## Work to do
Count the lines in the data below that contain the string "vegetation", and reply with the number alone. Letter case matters.

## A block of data
┌──
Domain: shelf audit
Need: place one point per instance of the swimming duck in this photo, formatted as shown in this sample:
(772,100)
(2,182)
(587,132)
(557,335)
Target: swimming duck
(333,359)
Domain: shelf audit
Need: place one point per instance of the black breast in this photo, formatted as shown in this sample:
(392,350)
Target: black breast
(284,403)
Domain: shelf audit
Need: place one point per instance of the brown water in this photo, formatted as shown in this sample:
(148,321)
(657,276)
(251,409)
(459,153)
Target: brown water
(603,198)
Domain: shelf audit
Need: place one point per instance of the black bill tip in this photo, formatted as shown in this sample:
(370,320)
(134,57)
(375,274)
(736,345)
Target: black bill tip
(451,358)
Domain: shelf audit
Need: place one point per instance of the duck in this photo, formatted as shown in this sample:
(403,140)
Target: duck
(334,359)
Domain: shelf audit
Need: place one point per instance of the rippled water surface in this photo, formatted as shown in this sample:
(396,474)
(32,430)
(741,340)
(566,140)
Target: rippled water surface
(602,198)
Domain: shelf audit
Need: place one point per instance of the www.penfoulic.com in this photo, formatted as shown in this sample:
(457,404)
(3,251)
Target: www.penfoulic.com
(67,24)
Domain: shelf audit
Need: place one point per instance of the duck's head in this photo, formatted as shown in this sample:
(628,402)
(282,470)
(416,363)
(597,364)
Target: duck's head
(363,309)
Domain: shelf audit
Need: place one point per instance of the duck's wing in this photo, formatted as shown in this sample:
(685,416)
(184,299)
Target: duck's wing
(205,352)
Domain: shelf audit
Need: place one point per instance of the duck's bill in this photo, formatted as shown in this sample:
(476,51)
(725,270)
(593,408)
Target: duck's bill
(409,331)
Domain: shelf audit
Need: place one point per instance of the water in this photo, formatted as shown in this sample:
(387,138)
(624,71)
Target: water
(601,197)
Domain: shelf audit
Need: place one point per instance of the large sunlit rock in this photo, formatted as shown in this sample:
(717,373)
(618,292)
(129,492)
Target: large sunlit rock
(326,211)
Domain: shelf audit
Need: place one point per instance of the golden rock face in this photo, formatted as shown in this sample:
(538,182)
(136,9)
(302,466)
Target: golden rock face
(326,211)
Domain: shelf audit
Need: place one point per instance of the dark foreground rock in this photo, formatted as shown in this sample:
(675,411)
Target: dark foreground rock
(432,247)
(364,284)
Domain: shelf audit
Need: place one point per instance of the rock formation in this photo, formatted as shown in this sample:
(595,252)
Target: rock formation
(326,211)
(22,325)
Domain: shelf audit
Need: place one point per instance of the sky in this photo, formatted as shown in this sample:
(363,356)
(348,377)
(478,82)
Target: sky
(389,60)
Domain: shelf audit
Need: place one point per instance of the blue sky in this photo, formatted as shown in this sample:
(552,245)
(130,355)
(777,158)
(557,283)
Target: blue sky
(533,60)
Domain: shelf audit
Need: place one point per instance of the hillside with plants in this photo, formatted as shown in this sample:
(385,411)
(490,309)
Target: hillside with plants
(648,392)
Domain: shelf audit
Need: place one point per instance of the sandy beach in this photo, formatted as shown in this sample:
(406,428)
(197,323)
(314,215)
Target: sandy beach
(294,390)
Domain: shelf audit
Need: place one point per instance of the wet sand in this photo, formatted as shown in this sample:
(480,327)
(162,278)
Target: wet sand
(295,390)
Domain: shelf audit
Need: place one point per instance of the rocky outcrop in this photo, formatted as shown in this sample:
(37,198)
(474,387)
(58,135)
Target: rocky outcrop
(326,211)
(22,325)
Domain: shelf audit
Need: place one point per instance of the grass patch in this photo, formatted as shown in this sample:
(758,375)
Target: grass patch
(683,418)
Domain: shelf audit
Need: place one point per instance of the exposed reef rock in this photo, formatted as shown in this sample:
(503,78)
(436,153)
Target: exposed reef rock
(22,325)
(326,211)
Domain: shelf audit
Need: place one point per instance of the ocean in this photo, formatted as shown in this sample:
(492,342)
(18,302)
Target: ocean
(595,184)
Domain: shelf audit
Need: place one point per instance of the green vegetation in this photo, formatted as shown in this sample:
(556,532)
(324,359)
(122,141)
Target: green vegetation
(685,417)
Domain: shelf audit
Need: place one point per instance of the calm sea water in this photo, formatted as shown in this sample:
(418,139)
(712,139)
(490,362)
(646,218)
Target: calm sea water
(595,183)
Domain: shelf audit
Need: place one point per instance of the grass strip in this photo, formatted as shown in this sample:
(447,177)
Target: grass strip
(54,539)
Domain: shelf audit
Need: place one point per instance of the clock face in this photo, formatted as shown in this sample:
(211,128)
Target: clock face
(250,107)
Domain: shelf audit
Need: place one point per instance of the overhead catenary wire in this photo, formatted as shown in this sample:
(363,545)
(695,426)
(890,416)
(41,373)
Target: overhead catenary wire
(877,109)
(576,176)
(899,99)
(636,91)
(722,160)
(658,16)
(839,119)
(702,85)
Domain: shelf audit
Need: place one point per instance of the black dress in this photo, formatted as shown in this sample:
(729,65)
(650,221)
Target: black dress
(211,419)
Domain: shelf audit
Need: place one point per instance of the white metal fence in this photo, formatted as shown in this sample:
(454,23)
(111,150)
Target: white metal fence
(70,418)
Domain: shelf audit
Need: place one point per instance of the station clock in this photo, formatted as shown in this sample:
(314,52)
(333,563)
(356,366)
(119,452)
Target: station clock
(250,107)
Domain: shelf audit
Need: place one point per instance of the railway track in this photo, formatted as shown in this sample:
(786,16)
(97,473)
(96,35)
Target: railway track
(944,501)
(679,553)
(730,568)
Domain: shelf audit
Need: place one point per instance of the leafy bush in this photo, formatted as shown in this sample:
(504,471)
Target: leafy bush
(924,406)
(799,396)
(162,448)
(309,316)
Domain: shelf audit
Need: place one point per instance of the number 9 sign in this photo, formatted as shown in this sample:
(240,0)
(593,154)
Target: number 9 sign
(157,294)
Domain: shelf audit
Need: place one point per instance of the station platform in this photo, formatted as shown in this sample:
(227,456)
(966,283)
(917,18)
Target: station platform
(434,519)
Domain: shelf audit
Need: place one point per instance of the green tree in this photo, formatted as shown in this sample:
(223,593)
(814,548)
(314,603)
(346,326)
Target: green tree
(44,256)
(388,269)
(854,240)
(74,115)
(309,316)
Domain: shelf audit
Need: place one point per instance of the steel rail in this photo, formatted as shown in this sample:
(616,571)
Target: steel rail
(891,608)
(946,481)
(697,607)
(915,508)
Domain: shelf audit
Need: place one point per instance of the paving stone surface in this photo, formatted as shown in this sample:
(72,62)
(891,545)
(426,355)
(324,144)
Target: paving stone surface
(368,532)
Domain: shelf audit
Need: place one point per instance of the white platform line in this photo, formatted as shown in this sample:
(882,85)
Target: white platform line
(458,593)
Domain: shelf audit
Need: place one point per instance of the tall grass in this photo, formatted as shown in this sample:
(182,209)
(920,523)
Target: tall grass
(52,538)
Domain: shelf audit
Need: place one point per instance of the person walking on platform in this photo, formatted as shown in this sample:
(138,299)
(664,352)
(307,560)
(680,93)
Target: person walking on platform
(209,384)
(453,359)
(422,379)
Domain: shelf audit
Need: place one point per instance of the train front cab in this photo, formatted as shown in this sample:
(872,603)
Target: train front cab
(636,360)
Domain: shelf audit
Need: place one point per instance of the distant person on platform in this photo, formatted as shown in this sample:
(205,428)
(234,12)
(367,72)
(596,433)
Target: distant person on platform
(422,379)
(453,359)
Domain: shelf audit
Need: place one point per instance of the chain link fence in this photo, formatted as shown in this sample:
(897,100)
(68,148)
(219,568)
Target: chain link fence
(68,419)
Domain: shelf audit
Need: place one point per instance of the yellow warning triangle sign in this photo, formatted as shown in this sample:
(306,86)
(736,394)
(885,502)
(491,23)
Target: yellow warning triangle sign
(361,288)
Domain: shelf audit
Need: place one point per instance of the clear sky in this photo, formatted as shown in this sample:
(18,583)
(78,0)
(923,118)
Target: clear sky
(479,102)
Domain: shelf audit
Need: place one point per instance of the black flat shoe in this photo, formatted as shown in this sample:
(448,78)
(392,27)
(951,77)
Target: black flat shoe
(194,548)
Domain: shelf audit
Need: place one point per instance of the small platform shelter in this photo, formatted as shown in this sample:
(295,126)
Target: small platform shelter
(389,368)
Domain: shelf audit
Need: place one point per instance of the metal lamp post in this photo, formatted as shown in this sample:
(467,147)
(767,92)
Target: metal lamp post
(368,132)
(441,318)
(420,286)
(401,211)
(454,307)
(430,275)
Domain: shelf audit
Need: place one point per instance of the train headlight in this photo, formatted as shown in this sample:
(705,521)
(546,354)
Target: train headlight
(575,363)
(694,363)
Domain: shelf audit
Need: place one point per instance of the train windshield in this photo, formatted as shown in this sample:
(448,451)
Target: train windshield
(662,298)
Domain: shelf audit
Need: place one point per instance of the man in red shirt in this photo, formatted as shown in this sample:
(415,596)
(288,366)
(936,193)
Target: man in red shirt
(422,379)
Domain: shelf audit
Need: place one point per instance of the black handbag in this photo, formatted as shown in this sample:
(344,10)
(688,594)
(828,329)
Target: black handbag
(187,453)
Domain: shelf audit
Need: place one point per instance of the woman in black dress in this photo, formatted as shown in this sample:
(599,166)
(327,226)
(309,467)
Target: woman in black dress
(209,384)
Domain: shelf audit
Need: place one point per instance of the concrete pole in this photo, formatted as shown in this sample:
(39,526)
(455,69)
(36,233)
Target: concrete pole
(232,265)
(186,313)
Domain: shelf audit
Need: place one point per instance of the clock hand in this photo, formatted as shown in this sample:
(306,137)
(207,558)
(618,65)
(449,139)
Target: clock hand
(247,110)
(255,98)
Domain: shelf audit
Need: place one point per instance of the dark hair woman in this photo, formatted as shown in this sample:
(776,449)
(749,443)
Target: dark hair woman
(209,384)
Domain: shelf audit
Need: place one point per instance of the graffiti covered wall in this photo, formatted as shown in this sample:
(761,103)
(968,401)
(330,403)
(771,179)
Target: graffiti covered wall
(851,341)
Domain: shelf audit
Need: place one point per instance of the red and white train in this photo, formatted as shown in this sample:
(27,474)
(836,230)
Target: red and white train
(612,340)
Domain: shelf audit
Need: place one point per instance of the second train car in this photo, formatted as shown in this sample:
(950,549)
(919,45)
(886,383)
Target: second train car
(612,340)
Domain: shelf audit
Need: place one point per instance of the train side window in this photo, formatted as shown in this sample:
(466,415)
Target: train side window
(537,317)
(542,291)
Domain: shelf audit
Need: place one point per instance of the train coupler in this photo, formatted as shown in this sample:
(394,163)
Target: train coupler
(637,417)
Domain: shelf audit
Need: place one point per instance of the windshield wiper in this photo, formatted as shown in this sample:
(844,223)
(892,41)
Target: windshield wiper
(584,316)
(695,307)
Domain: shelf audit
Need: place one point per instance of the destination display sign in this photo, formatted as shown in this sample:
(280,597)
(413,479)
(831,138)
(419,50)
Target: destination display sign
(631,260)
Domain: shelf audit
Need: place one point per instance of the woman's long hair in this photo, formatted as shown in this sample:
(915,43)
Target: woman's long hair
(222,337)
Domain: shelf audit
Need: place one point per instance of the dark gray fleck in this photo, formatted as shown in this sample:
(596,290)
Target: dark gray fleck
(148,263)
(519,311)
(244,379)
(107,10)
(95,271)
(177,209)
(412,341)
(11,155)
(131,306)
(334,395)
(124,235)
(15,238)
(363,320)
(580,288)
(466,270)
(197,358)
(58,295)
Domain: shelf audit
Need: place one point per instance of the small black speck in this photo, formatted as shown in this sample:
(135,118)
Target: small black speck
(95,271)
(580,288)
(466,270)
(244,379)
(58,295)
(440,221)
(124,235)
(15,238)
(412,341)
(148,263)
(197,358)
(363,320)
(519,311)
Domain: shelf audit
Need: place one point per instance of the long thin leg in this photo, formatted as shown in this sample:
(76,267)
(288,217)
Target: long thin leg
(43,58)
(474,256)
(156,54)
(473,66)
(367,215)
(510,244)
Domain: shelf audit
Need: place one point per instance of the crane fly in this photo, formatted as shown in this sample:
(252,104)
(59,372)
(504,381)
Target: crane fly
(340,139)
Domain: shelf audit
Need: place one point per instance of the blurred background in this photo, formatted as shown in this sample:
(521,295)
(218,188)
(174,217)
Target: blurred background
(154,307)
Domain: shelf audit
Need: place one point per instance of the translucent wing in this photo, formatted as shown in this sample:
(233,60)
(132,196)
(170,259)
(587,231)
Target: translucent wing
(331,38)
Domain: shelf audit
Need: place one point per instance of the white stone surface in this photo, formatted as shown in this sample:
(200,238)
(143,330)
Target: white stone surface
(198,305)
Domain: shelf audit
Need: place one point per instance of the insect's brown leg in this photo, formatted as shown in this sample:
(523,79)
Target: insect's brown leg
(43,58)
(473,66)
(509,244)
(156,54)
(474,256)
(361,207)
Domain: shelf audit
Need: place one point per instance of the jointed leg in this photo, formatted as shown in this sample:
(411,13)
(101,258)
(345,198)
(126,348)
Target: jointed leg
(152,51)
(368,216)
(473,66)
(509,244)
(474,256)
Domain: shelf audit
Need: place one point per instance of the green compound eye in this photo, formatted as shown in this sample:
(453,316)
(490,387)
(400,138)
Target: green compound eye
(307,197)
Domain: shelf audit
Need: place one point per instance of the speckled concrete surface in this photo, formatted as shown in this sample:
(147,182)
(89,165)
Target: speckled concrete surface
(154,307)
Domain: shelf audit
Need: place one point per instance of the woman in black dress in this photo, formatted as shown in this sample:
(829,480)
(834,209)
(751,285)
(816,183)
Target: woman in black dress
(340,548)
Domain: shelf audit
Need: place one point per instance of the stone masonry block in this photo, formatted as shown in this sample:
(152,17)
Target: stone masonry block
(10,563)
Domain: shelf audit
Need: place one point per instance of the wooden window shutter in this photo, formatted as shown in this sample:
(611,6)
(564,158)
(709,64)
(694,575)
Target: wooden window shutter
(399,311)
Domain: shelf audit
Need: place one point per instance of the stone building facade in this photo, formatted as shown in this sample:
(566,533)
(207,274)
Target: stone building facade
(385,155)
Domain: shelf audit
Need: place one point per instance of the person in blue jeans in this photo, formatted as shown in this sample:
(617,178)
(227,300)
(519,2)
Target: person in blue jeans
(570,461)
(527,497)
└──
## Correct output
2